Output as a numbered list the rows from the line containing "of the brown" through the end of the rows, both ends included, leaving out any blank lines.
— Start Records to use —
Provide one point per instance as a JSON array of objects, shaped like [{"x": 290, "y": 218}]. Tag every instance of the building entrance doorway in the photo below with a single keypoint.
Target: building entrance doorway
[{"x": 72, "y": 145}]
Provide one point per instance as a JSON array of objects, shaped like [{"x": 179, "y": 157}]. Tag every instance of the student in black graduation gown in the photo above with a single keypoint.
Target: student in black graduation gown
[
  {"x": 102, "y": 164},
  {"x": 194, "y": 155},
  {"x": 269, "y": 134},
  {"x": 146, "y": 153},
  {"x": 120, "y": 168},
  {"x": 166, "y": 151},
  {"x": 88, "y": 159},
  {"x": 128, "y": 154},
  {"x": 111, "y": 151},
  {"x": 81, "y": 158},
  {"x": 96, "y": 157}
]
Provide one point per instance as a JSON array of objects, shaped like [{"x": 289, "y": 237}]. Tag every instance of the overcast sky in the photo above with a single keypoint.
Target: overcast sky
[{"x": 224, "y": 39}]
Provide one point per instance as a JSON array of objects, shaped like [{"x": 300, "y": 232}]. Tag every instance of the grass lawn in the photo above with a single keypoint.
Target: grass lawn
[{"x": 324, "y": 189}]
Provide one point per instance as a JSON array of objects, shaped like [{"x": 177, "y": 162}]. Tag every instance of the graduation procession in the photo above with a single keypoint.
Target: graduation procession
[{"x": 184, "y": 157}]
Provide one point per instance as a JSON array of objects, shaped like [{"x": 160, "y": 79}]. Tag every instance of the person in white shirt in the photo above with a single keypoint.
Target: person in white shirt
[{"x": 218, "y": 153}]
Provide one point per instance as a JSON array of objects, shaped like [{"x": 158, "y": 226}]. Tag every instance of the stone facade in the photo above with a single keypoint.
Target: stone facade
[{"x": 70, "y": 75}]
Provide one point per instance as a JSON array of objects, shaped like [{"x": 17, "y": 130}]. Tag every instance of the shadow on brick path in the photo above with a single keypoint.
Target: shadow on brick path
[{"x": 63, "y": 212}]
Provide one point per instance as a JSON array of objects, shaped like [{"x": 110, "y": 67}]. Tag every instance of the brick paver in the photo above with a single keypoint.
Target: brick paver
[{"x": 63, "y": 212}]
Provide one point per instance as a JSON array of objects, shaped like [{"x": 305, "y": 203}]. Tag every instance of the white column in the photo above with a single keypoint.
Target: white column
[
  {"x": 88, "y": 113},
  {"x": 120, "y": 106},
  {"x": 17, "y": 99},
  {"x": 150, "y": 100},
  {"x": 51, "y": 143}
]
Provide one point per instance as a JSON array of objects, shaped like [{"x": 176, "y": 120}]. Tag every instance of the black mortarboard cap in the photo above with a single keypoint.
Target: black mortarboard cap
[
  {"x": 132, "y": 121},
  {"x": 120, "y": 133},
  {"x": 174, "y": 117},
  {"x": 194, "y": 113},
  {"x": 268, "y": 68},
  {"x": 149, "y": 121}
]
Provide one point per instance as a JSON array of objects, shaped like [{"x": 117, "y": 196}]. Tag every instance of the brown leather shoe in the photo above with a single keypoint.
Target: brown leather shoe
— End Records to use —
[Answer to this task]
1. Provide one point per instance as a JSON array of objects, shaped like [{"x": 117, "y": 196}]. Tag every instance of the brown leather shoe in the photo above with a single keypoint.
2. Target: brown leather shoe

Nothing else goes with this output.